» Work required:
Each entry must be output once more without any change.

» Working data:

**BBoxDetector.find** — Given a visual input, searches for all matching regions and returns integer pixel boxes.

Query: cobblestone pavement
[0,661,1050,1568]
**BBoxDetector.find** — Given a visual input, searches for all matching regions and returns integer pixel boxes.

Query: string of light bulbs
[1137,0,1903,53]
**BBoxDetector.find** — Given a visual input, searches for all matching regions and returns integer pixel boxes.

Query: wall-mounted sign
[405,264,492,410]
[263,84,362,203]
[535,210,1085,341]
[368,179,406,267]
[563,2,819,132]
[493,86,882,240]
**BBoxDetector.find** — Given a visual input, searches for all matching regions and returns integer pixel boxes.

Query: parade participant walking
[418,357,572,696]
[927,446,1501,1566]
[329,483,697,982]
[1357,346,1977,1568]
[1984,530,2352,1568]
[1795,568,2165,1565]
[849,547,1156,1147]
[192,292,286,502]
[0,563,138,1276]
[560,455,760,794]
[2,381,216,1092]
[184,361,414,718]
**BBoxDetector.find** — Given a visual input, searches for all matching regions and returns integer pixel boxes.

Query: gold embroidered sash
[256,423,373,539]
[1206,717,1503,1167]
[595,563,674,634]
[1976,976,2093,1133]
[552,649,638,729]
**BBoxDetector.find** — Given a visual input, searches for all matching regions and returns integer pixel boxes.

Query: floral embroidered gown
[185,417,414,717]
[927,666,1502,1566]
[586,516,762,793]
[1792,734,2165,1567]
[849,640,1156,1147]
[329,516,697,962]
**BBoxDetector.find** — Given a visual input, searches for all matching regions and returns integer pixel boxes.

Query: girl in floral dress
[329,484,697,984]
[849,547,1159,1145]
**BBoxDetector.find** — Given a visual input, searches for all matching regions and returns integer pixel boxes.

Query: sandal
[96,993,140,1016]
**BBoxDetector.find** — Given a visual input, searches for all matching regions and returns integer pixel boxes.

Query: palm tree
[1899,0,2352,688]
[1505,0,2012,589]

» Answer box:
**BBoxDetector.find** — Given a visual input, searches for all matching regions and returns integer pixel boxes.

Query: cobblestone pavement
[0,661,1050,1568]
**BBoxDetector.find** — Given a visual input, searches for all matching regions and returns integer pixel boxes.

Query: string of light bulbs
[1137,0,1903,53]
**BBoxDetector.find** — Given a visual input, searches for all matching regions and returns integer pixel boxes.

Query: wall-mounted sign
[405,264,492,410]
[263,84,362,203]
[535,210,1085,341]
[368,179,406,267]
[563,2,819,132]
[493,86,882,240]
**BBoxDetector.find** — Given a visual input, searches for all matching regions and returns integer pixel boxes.

Query: parade participant walking
[418,357,572,696]
[927,446,1501,1566]
[329,483,697,982]
[1357,346,1977,1568]
[1984,530,2352,1568]
[1795,568,2165,1565]
[849,547,1156,1147]
[192,292,286,502]
[0,563,138,1276]
[560,455,760,794]
[2,381,216,1092]
[184,361,414,718]
**BBoxDetector.find** — Given a visual input, searches for all matching regions and returns integer pixel boxes.

Query: gold embroidered sash
[256,423,373,539]
[1206,717,1503,1167]
[595,563,674,634]
[1976,976,2093,1133]
[552,649,638,729]
**BBoxDetector.find** — Given a visual input, searches for all matching regions and returns integer pixel boxes.

Query: floral embroidered gown
[185,417,414,717]
[927,666,1502,1566]
[586,516,762,793]
[1792,734,2165,1567]
[849,640,1156,1147]
[329,516,697,962]
**BBoxDetector.find** — Given a visual input, searches for all matching regions and returns integer pixel boxes.

Query: girl in floral dress
[329,484,697,984]
[849,547,1159,1145]
**BBoxDetector.find** — Given a visual input, searches for all matching regions and returns integer pixel boxes.

Query: sandal
[96,993,140,1016]
**BBoxDetector.find** — Given a visual input, searches for all matching regions and returns integer pixel boxes.

Query: palm tree
[1899,0,2352,688]
[1505,0,2012,589]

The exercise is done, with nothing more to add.